— WRITTEN PROBLEM —
Omit every picture and return the rest of the data unaltered.

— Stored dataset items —
'''

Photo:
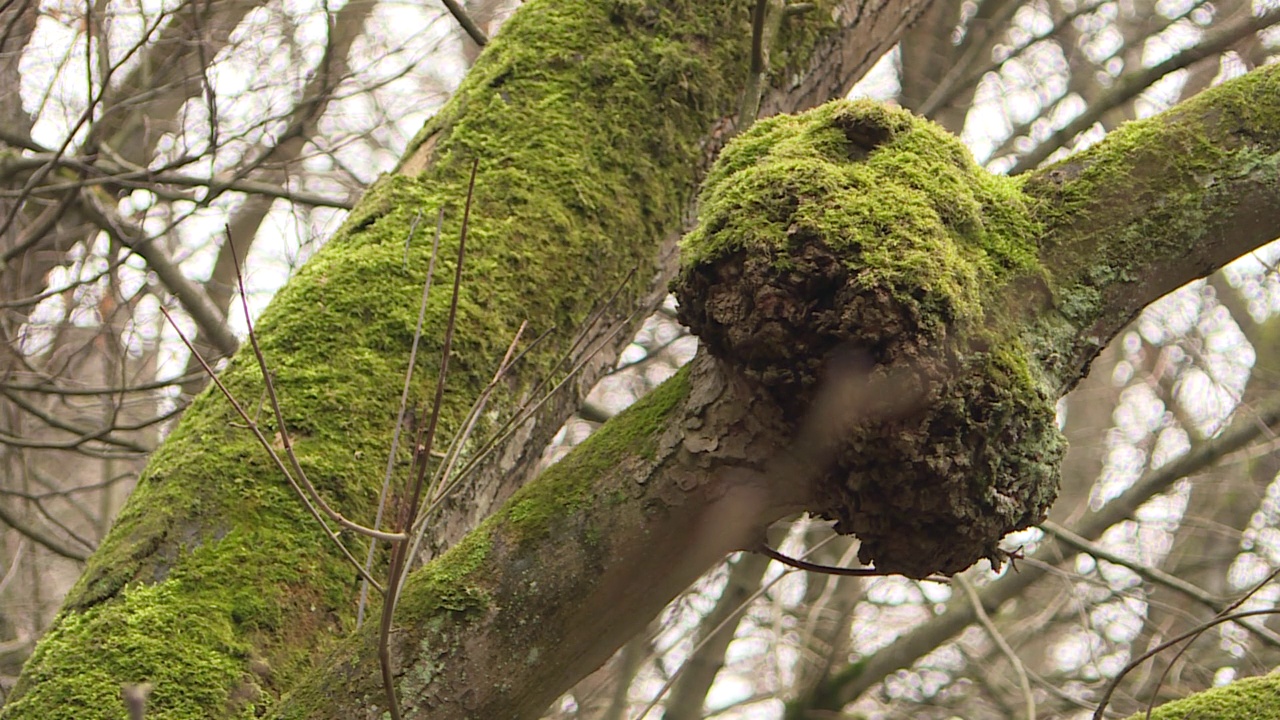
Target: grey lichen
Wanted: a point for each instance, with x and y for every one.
(859, 265)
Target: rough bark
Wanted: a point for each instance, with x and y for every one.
(586, 119)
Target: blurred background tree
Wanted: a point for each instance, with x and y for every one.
(136, 139)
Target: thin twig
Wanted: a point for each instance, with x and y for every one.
(284, 432)
(403, 405)
(1217, 620)
(423, 447)
(469, 26)
(261, 440)
(1183, 650)
(1005, 648)
(755, 76)
(458, 442)
(727, 619)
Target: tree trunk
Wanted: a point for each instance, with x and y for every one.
(588, 121)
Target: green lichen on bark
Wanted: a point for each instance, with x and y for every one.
(858, 264)
(1251, 698)
(586, 119)
(1146, 212)
(513, 578)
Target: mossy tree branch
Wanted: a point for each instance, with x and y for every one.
(1157, 204)
(586, 118)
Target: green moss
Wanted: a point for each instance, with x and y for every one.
(570, 486)
(1111, 223)
(585, 118)
(190, 654)
(448, 582)
(1251, 698)
(896, 196)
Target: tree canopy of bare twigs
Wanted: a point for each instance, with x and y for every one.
(145, 147)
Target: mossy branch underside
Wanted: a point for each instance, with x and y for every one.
(886, 328)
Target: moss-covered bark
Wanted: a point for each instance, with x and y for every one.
(586, 118)
(545, 589)
(214, 584)
(1157, 204)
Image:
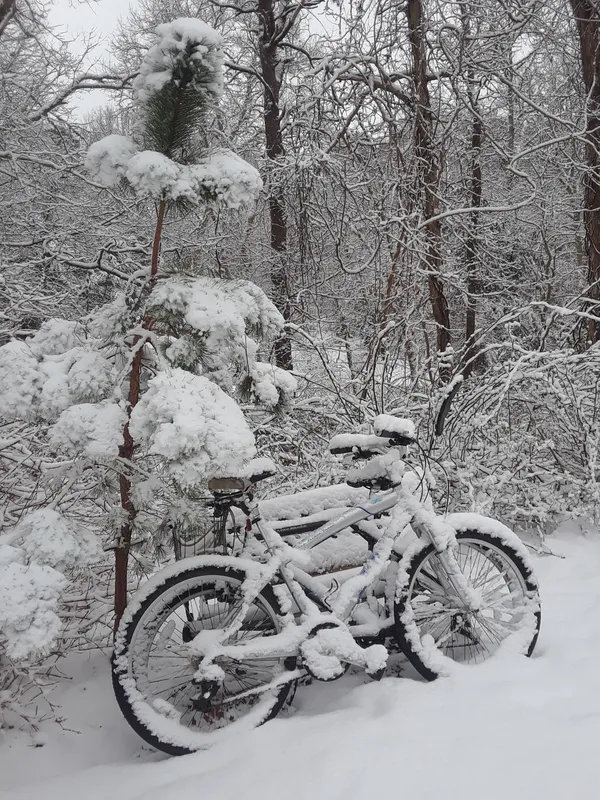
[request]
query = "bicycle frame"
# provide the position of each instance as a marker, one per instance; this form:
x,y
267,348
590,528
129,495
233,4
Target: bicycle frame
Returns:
x,y
301,585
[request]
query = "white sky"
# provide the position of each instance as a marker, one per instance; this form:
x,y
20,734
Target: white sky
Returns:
x,y
80,17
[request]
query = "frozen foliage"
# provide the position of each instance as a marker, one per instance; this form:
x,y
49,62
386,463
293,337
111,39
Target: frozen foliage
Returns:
x,y
186,59
95,429
225,177
221,177
20,381
270,384
54,337
402,427
183,43
44,375
48,538
212,316
43,545
193,424
28,598
107,159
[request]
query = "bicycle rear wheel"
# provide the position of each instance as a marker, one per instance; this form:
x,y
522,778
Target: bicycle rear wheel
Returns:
x,y
431,620
152,670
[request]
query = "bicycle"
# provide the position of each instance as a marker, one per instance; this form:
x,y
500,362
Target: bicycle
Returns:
x,y
216,643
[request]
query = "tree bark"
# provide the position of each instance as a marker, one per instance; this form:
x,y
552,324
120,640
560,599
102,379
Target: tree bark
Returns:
x,y
431,172
587,18
473,282
127,448
268,48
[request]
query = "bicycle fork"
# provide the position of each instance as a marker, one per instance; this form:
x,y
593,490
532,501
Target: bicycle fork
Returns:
x,y
443,537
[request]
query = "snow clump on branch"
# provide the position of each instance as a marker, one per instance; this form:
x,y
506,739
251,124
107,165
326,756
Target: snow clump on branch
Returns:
x,y
187,49
194,425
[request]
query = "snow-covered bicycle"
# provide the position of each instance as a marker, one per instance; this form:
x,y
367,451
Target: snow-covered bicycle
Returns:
x,y
216,643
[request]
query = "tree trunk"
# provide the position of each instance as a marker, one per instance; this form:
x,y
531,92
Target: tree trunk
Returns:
x,y
127,448
475,195
269,62
431,171
473,282
587,18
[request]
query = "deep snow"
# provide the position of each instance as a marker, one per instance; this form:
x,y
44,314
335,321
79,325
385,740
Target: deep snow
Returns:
x,y
510,728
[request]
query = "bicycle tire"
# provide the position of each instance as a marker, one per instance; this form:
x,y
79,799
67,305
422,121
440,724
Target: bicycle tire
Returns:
x,y
406,628
139,712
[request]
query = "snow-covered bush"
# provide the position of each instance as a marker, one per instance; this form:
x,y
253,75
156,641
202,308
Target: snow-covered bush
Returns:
x,y
146,385
34,557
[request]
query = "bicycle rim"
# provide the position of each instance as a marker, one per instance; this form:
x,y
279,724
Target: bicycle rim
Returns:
x,y
159,656
465,636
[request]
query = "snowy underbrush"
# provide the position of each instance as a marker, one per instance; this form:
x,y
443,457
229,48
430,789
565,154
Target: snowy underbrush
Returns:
x,y
522,442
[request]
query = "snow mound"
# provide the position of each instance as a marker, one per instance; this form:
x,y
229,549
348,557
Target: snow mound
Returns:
x,y
49,540
107,159
95,429
192,423
28,596
169,59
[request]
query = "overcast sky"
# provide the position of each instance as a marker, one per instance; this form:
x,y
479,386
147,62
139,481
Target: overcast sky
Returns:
x,y
80,18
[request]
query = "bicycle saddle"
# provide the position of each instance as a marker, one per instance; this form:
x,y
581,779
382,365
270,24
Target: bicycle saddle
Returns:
x,y
255,470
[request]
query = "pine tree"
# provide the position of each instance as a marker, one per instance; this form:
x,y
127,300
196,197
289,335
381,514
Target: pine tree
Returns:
x,y
153,374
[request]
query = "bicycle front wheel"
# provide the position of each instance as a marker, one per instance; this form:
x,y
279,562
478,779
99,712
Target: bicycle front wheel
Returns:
x,y
153,672
431,620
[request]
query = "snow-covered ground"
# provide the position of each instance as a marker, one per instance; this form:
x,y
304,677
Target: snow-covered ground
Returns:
x,y
511,728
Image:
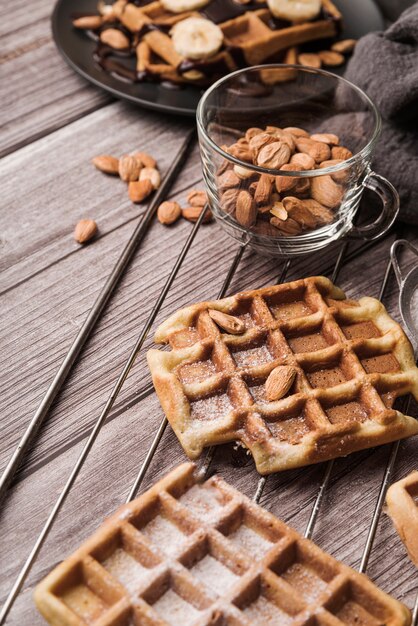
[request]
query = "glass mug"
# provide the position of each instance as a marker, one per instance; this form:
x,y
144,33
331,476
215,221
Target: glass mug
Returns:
x,y
293,210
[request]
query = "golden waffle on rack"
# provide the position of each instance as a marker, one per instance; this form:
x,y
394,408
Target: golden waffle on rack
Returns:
x,y
351,360
402,503
191,554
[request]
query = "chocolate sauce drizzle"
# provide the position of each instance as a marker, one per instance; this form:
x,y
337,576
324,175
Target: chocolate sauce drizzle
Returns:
x,y
122,63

'''

— ANSWER FOR THE TASK —
Photo:
Target: grey lichen
Wanted: a point for each instance, with x and y for every one.
(859, 265)
Target: rough bark
Wanted: a point for each instance, with x and y for every one.
(586, 119)
Target: blurred background tree
Wanted: a point for each instance, with x and y for every one.
(136, 139)
Target: thin twig
Wanted: a point for each instance, with x and y for every one.
(284, 432)
(403, 405)
(1217, 620)
(423, 447)
(469, 26)
(261, 440)
(1183, 650)
(1005, 648)
(755, 76)
(458, 442)
(727, 619)
Target: tree trunk
Wanted: a point for each instance, with x and y for every one.
(588, 121)
Target: green lichen on bark
Wanted: a point for each instance, with x and y for every one.
(858, 264)
(1251, 698)
(586, 119)
(1146, 212)
(513, 578)
Target: mossy tree branch
Wanted: a point for each instance, with x and y for every one.
(1157, 204)
(586, 118)
Target: green moss
Wanted: a point for each instance, with x and y for every one.
(570, 486)
(1111, 223)
(585, 118)
(190, 654)
(448, 582)
(1251, 698)
(896, 196)
Target: tree canopy of bare twigs
Wanted: a point for each instance, with x and y for every one.
(145, 147)
Target: mossy branch underside
Wanted: a point for each instance, with x and y for every one.
(886, 328)
Target: moss-covered bark
Wanted: a point for each instance, with x and y for every one.
(586, 118)
(545, 589)
(214, 584)
(1157, 204)
Image:
[request]
query = "bicycle frame"
# provide the position of each instance as a marker, one per instance; this form:
x,y
267,348
590,528
129,495
233,4
Target: bicycle frame
Returns:
x,y
301,585
[request]
query = "white sky"
# provide the position of each instance as a marker, one per instance; this form:
x,y
20,734
Target: white sky
Returns:
x,y
80,17
[request]
query = "frozen foliage"
# provide the position of each instance as a marker, one per instance; this form:
x,y
49,62
386,463
293,337
111,39
Target: frozen foliage
Returns:
x,y
186,59
95,429
225,177
221,177
20,381
270,384
54,337
402,427
183,43
44,375
48,538
212,316
43,545
193,424
28,598
107,159
[request]
query = "bicycle rear wheel"
# provide the position of each instance as a marker, one per instance; this form:
x,y
522,778
Target: bicycle rear wheel
Returns:
x,y
431,620
152,670
[request]
query = "bicycle"
# provide the position of each instance as a marker, one per instance; this form:
x,y
500,362
Target: bicycle
Returns:
x,y
216,643
[request]
query = "tree bark"
# provide the position of each instance as a marker, one per instance; this form:
x,y
552,324
120,640
560,599
102,379
Target: tree bark
Returns:
x,y
431,172
587,18
473,282
127,448
268,48
[request]
query = "bicycle fork"
# provide the position of each instance as a marker, one per instance; this form:
x,y
593,490
532,501
Target: bicycle fork
Returns:
x,y
443,537
[request]
query = "snow clump on branch"
# provide the position of each instance as a marker, one per instance; this form:
x,y
506,739
251,124
107,165
326,756
Target: snow clump on branch
Returns:
x,y
187,49
194,425
[request]
query = "snow-covered bicycle"
# provide the position of each instance as a marker, one per instance; this form:
x,y
367,451
Target: snow-covered bicycle
Returns:
x,y
216,643
[request]
query = "tree trunk"
# provide the position of each instance as a marker, one per instance; this form:
x,y
531,92
Target: tree trunk
Returns:
x,y
127,448
475,195
269,62
431,171
473,282
587,18
[request]
query = "deep snow"
# provide the position of each instance as a marker, one per instance; this form:
x,y
44,314
335,321
79,325
385,740
Target: deep snow
Returns:
x,y
510,728
[request]
query = "bicycle tire"
# provide the position of each instance as a marker, one per instance; this form:
x,y
79,799
67,305
422,121
440,724
Target: bicycle tire
Returns:
x,y
406,628
139,712
[request]
query = "snow-covered bush"
# provide the position of each instance as a marker, one per instance; this form:
x,y
253,75
156,641
202,308
Target: snow-covered bush
Returns:
x,y
146,385
34,557
[request]
query = "bicycle rim"
# provide the position of each instance as a marker, one per instance; this form:
x,y
279,724
Target: bicycle rim
Returns:
x,y
159,656
465,636
[request]
query = "snowy underbrush"
# provide the position of each instance as a marker, one per instance; this form:
x,y
443,457
229,48
430,789
565,154
Target: snowy underbrush
Returns:
x,y
522,442
[request]
query = "snow mound"
# provide the position of each instance as a marker, one per instance; this form:
x,y
229,549
348,557
Target: snow mound
Returns:
x,y
49,540
107,159
95,429
192,423
28,596
169,59
[request]
query = "overcast sky"
# provide the position of each instance as a marker, one per instance; this form:
x,y
479,386
147,62
139,481
Target: overcast sky
Returns:
x,y
80,18
[request]
query = "bicycle saddle"
# provide the position of each instance as a marker, one per instance; this form:
x,y
581,779
382,365
270,24
Target: bicycle saddle
Returns:
x,y
255,470
[request]
query = "pine tree"
# provide the position of each instance as a marker, one per instance; this form:
x,y
127,300
196,197
289,335
381,514
Target: pine tree
Returns:
x,y
153,374
[request]
query = "bicycle front wheel"
# provide the position of each instance as a marker, one per instance; this form:
x,y
279,562
478,779
99,712
Target: bicycle front wheel
Returns:
x,y
153,672
431,620
[request]
query = "snow-covered ground"
# provide the position of each instance as a marker, one per instance; this form:
x,y
304,677
Target: snow-covered ground
Returns:
x,y
511,728
Image:
[request]
query = "glass mug"
# provide the position of each instance as a marker, one per instance; this form:
x,y
144,33
331,476
215,221
Target: glass mug
Returns:
x,y
293,210
[request]
query = "golden waffle on rack"
# provide the position of each instance as a marker, one per instance; this form:
x,y
394,408
Target: golden waffle on rack
Returns:
x,y
351,360
402,503
191,554
[request]
query = "chocolate sauce drizzle"
# provide the position of each instance as a marker, one per instance; this form:
x,y
337,576
324,175
Target: chocolate sauce drizzle
Returns:
x,y
122,63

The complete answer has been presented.